Required work
Beginning at the line containing "the red stage" and continuing to the end of the records below, give each line again exactly as it stands, and only those lines.

Provided data
┄┄┄┄┄┄┄┄┄┄
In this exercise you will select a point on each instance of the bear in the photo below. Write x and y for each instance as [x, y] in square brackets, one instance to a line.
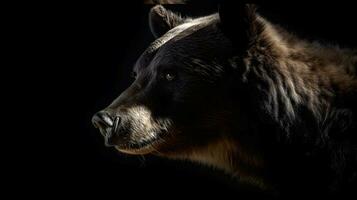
[236, 92]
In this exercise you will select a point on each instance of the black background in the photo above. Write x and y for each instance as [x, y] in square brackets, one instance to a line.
[75, 59]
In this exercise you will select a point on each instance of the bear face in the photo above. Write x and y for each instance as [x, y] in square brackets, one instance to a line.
[179, 91]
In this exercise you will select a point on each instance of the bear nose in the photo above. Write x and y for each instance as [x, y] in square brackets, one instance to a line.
[102, 120]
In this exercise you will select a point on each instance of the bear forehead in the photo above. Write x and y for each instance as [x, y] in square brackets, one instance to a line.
[179, 41]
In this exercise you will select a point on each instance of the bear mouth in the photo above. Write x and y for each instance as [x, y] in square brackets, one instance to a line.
[141, 148]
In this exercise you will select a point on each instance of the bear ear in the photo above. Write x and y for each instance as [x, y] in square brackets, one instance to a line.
[162, 20]
[239, 23]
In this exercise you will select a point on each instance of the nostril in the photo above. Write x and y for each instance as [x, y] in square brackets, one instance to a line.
[102, 120]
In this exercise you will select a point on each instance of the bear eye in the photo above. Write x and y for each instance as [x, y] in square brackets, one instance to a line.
[169, 76]
[133, 75]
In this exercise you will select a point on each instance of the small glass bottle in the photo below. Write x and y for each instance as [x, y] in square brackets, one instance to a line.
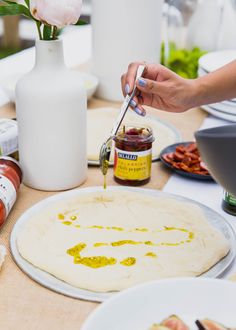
[133, 155]
[229, 203]
[10, 180]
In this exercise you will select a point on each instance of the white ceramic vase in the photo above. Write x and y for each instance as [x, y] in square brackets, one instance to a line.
[51, 109]
[124, 31]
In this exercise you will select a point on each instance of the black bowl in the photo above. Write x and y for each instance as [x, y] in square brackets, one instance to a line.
[218, 150]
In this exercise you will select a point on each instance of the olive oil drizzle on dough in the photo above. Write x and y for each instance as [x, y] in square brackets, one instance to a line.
[103, 261]
[93, 262]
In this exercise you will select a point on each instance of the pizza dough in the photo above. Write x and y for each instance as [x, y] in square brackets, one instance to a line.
[111, 240]
[101, 121]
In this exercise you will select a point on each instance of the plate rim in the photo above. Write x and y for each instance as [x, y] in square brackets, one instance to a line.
[194, 176]
[101, 308]
[102, 296]
[174, 129]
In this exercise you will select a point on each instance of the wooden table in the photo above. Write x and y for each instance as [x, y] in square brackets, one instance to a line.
[24, 304]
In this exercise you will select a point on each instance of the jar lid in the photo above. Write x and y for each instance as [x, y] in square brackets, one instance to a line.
[13, 160]
[134, 134]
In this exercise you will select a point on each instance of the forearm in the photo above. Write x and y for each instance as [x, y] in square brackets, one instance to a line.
[216, 86]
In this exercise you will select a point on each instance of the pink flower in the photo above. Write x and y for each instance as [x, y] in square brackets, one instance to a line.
[56, 12]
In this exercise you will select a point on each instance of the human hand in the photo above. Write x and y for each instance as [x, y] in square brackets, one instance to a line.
[160, 88]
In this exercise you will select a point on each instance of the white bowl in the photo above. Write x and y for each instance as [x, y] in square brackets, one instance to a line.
[189, 298]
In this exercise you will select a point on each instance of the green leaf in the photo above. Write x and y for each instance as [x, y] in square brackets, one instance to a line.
[14, 9]
[81, 22]
[47, 32]
[27, 3]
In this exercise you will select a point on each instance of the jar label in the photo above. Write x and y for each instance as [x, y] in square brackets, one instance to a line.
[7, 193]
[132, 165]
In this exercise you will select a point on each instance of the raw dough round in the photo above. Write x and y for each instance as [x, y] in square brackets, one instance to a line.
[164, 237]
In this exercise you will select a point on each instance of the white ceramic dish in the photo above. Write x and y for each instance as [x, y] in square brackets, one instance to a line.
[189, 298]
[232, 102]
[219, 114]
[214, 60]
[9, 84]
[59, 286]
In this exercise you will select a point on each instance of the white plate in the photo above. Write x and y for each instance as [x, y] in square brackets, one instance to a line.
[57, 285]
[201, 73]
[215, 60]
[219, 114]
[9, 84]
[189, 298]
[229, 108]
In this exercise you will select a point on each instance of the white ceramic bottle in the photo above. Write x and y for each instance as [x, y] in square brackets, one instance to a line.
[124, 31]
[51, 109]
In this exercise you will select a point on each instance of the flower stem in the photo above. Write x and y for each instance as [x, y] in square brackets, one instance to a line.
[39, 31]
[54, 32]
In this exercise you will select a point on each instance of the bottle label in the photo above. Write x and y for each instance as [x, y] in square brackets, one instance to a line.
[7, 193]
[132, 165]
[8, 137]
[229, 199]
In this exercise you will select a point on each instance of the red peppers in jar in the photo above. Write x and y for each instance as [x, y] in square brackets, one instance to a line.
[133, 155]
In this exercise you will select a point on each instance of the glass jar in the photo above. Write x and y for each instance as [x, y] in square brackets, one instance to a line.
[133, 155]
[10, 180]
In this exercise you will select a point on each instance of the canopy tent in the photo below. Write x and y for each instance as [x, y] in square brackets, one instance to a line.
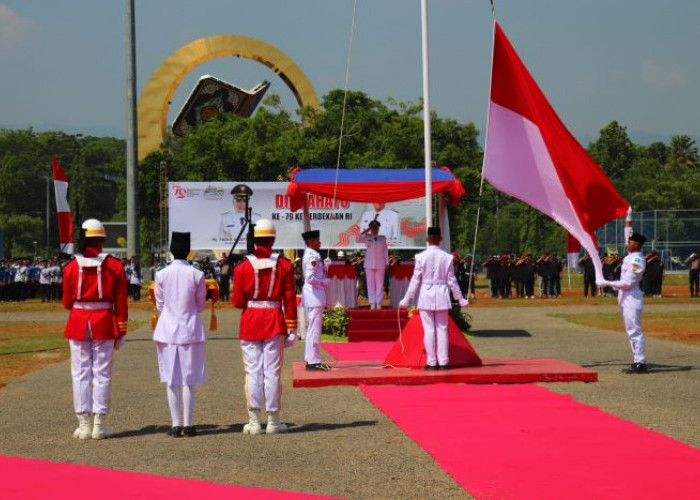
[382, 185]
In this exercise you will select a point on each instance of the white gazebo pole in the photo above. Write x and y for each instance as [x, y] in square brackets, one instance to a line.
[426, 117]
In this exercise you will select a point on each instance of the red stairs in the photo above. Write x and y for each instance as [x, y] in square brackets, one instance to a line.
[375, 324]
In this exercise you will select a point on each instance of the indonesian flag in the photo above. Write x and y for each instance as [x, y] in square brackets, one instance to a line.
[65, 218]
[530, 154]
[573, 247]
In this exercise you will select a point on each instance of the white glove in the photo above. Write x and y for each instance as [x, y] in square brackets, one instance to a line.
[119, 342]
[290, 339]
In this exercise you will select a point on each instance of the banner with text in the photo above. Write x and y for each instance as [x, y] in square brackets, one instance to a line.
[214, 218]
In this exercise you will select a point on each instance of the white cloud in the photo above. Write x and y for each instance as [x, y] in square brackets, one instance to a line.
[13, 28]
[659, 76]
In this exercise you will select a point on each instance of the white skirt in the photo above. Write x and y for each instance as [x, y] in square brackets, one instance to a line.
[181, 364]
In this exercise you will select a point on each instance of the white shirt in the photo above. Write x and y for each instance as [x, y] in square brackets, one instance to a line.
[181, 293]
[434, 274]
[389, 220]
[628, 292]
[313, 293]
[377, 254]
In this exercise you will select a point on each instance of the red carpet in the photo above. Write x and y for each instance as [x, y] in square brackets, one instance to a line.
[525, 442]
[30, 479]
[360, 351]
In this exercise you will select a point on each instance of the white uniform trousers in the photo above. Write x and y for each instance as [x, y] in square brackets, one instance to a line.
[633, 325]
[435, 338]
[312, 347]
[91, 368]
[263, 366]
[375, 285]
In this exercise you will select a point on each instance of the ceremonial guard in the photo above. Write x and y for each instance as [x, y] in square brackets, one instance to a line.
[181, 294]
[434, 275]
[94, 289]
[631, 299]
[376, 262]
[263, 286]
[313, 296]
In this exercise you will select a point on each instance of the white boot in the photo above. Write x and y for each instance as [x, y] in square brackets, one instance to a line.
[99, 428]
[84, 429]
[274, 426]
[253, 426]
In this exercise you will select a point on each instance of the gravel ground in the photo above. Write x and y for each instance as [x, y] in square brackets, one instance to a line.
[339, 444]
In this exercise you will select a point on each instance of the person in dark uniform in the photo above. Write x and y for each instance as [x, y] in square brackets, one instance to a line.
[693, 263]
[586, 264]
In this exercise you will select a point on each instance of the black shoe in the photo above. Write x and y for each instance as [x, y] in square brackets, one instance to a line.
[637, 368]
[318, 367]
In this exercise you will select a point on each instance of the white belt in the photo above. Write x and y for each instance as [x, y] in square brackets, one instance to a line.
[92, 305]
[264, 304]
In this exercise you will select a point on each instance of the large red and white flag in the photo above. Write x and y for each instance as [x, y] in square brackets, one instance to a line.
[65, 218]
[530, 154]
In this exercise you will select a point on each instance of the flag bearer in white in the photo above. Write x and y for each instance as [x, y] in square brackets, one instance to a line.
[434, 274]
[313, 295]
[94, 289]
[376, 262]
[181, 294]
[630, 298]
[264, 289]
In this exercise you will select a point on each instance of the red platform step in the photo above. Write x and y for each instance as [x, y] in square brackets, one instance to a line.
[375, 324]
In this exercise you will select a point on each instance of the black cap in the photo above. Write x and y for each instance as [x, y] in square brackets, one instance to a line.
[638, 238]
[180, 244]
[241, 192]
[311, 235]
[434, 231]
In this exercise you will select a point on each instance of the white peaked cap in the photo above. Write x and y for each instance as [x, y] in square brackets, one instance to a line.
[94, 228]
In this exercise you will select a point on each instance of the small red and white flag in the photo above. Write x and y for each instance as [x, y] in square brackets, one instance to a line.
[65, 218]
[530, 154]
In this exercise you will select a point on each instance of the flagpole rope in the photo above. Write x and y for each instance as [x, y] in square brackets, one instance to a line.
[483, 163]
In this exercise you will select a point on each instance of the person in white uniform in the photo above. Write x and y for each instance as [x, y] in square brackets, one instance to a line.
[434, 275]
[376, 262]
[630, 298]
[230, 223]
[181, 294]
[388, 218]
[313, 296]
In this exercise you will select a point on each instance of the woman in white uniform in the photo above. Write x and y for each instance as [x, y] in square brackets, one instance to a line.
[181, 294]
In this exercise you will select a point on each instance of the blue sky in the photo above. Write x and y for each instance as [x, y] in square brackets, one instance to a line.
[62, 62]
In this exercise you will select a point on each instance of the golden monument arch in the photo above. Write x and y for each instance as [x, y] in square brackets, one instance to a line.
[156, 97]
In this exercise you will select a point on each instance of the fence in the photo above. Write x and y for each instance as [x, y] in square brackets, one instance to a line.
[673, 234]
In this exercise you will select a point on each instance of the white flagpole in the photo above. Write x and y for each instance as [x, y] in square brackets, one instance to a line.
[426, 117]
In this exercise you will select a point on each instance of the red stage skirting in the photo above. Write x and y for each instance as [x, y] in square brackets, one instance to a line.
[526, 442]
[30, 479]
[493, 371]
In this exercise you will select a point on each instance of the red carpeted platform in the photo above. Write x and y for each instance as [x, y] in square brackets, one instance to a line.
[30, 479]
[526, 442]
[375, 324]
[492, 371]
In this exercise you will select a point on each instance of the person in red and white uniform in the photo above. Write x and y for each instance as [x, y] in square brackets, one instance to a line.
┄┄┄┄┄┄┄┄┄┄
Result for this exercise
In this exercise you will select a point on each instance of the red stage skirting in the photo above. Write x and y for each instance as [x, y] in square brackets, one instance to a line.
[526, 442]
[30, 479]
[493, 371]
In this exercise you will select a point on each instance of the red carpeted platform in the photo above. Write x and y for each instance as [x, y] in square brackets, one instance to a line.
[30, 479]
[526, 442]
[375, 324]
[492, 371]
In this exercise you will select a point on each instance of the person in red and white uniform in the photo above. Write x and y for each instance as [x, y] in square brackets, one instance to a line.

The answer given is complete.